1

Anyone got bestpractices for how to mount a nfsshare from Sun(Oracle) Unified Storage? We run the usual hard and nfs4 on debian squeeze. We run our VMs through this NFS share with Xen. When our SAN on friday losed a disk and started resilvering(rebuilding), all the nfs shares stailed and one of our Dom0 crashed quite bad with the nfs share making a lot of vms go down. Is there any mount options which makes this more seamlessly errorful?

hesten
  • 11
  • 2

2 Answers2

1

I don't know much about Debian and neither about NFSv4.

But if the mount options are still the same as with NFSv3 my favorites (for any nfs-client-mount an any os) are:

  • hard (so keep retrying without exponential backoff of retry times)
  • bg (keep trying in the background without stopping anything "behind" the mount)
  • intr (if you really want - you can kill the mount without rebooting your client)

rsize and wsize are tuned up to reasonable sizes per default nowadays - look at your lokcal man-page.

I used to use "wsize=32768,rsize=32768" to get better tranfer rates before that.

You also have to take care on the nfs-server-side (if NFSv4 is still the same here as NFSv3):

  1. First start all NFS-Services
  2. Last start the Service-IP for the NFS-Services

Else the client will try to reconnect against an empty "nfs-service" and will fail instead of retry.

BTW - what has SAN to do (in this case) with Sun Unified Storage? What happened when you "lost" your SAN? Why did the rebuild process break things? Was the storage not redundant?

Nils
  • 7,695
  • 3
  • 34
  • 73
  • FWIW, Linux no longer supports the intr option. From nfs(5): "The intr / nointr mount option is deprecated after kernel 2.6.25. Only SIGKILL can interrupt a pending NFS operation on these kernels and if specified, this mount option is ignored to provide backwards compatibility with older kernels." – janneb Jun 13 '11 at 18:40
1

I was having a similar problem with XenServer not long ago and I did some research on it. Apparently for some reasons XenServer uses soft mounts with relatively short short timeout for their NFS mounts. Some, people suggested modifying the mount script directly on xen server, since mount options are not configurable in any other way. Apparently thisis the only way. We do not have this problem anymore since we 100% on vmware now and it is more resilient to NFS slowdowns.

The actual problem however lays with reduced write performance of underlaying storage and it highly depends on your RAID controller (i.e. how much performance degrades during rebuilds). You can try to play with priority settings of array rebuilds, however it made no difference on my controller (Adaptec 5085). You can potentially improve the situation a little by buying more memory for the NFS server. This way NFS daemon will write only journal entry but it will keep data in the FS cache till better times, but again it may or may not help depending on your situation.

I also noticed that this problem more often occurs on storage with parity (i.e. RAID-5 and RAID-6), so we try to use mirrored storage for our virtual machines whenever possible.

dtoubelis
  • 4,677
  • 1
  • 29
  • 32

**DATASET EXTRACT:**

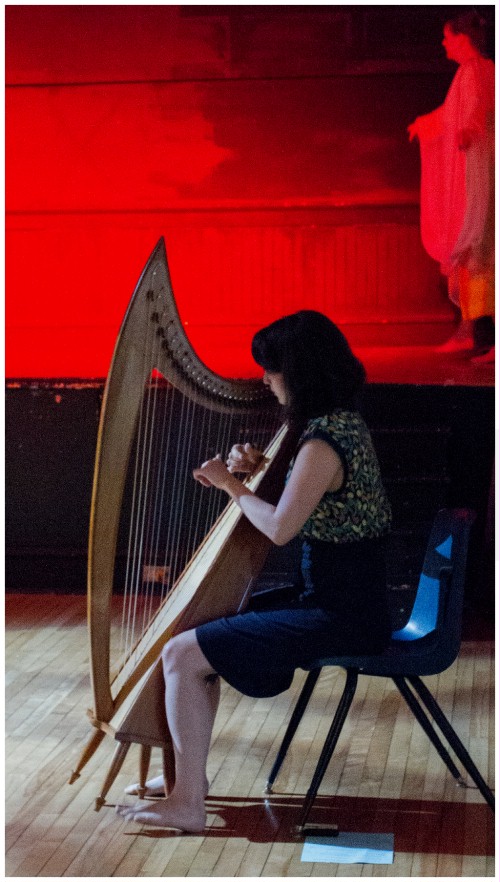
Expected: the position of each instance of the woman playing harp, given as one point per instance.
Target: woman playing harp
(335, 500)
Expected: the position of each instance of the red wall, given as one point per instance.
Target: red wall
(278, 172)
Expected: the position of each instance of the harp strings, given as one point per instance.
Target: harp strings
(171, 513)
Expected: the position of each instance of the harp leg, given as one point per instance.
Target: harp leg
(88, 751)
(144, 760)
(168, 766)
(116, 764)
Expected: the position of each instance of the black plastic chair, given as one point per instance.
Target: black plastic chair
(428, 644)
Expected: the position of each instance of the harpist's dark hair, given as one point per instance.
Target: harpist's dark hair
(320, 371)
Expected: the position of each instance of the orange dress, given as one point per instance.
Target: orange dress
(457, 187)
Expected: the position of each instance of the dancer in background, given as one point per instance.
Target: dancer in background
(457, 188)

**TASK PROMPT:**
Translate this sentence from the NFS mount thread into Spanish: "I also noticed that this problem more often occurs on storage with parity (i.e. RAID-5 and RAID-6), so we try to use mirrored storage for our virtual machines whenever possible."

**SOLUTION TO THIS EXERCISE:**
También noté que este problema ocurre con más frecuencia en almacenamiento con paridad (es decir, RAID-5 y RAID-6), por lo que intentamos usar almacenamiento en espejo para nuestras máquinas virtuales siempre que sea posible.